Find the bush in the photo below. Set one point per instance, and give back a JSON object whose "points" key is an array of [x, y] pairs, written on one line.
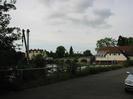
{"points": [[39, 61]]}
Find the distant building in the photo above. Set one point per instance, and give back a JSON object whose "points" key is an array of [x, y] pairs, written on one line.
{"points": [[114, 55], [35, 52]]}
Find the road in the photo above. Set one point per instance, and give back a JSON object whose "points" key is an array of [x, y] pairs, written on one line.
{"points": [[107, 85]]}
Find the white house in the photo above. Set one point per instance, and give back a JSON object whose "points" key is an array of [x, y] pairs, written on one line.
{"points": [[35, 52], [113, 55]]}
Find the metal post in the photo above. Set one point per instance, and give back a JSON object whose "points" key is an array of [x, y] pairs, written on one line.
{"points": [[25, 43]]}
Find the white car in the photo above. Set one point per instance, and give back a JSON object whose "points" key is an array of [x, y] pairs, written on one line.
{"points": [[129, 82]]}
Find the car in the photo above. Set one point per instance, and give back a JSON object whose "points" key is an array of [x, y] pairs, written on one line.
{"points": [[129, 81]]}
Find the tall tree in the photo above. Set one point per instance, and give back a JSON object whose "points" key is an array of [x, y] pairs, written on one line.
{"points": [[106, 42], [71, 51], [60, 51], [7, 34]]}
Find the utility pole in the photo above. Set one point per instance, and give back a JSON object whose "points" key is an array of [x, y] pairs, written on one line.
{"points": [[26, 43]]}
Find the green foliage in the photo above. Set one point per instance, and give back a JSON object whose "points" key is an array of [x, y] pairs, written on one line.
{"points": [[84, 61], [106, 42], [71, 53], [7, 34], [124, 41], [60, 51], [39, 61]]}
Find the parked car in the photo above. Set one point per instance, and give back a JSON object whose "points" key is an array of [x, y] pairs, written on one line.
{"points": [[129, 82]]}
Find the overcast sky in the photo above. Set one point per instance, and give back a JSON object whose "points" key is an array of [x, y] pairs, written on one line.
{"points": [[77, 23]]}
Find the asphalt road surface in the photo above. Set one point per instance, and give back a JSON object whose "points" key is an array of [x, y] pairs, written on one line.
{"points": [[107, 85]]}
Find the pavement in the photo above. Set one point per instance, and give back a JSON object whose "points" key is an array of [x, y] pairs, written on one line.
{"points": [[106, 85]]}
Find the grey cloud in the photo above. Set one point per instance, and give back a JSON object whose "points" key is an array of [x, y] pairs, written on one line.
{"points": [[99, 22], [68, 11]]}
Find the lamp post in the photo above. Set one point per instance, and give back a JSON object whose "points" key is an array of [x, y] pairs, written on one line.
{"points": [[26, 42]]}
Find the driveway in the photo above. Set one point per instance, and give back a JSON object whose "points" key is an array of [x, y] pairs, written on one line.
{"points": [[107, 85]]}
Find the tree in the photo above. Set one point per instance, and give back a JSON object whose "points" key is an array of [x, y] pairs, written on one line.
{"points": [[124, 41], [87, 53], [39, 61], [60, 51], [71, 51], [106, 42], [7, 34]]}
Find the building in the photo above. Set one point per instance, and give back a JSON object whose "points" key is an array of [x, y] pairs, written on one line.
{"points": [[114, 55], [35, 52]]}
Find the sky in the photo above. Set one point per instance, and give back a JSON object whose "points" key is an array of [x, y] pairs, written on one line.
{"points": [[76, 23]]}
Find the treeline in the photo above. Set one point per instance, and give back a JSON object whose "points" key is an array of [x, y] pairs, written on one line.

++++++

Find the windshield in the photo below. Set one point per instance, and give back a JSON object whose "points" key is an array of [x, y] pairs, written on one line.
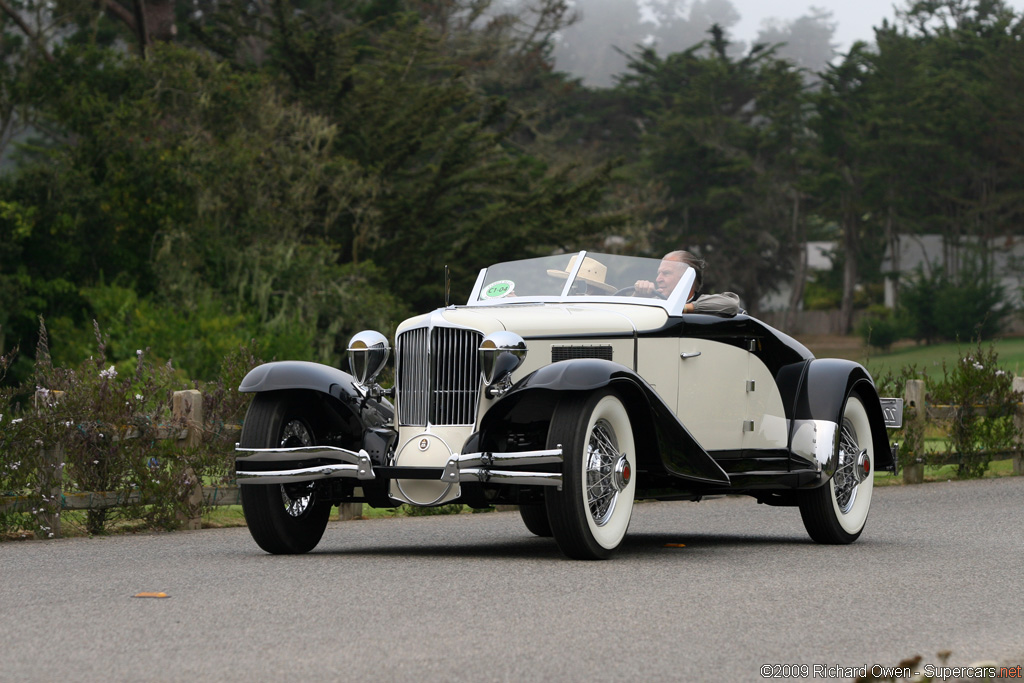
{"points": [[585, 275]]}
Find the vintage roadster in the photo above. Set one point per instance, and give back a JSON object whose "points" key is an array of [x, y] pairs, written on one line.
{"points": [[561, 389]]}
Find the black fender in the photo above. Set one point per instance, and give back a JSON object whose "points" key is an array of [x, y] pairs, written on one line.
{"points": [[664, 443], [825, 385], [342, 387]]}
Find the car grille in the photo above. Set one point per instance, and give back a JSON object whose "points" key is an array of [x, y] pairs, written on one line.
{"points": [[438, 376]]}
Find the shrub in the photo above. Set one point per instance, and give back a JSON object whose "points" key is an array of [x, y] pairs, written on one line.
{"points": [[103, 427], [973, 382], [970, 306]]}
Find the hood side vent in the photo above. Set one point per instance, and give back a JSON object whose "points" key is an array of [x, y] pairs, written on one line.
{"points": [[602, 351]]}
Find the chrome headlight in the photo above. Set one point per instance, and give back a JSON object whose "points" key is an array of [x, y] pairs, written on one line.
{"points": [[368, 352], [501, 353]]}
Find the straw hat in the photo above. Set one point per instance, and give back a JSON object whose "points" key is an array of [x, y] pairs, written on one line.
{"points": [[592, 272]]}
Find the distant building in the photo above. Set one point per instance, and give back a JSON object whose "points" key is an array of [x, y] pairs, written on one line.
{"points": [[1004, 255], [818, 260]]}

++++++

§ TASK TO COMPLETE
Taking the entries above, write out exactly the lines starting with the line containing "Find the sky" and going on through the line containing "Find the treeline", both included, and nothing else.

§ TASK ANSWER
Find the sky in the photo above. Set one point per instance, and give back a JSON object whose "points" key is an array of [x, y] pairs, written on one line.
{"points": [[76, 23]]}
Find the treeline in the photo above. Set one point per instance, and give back a JSON object whose "points" key is an array of [x, y] pairs, written on one line.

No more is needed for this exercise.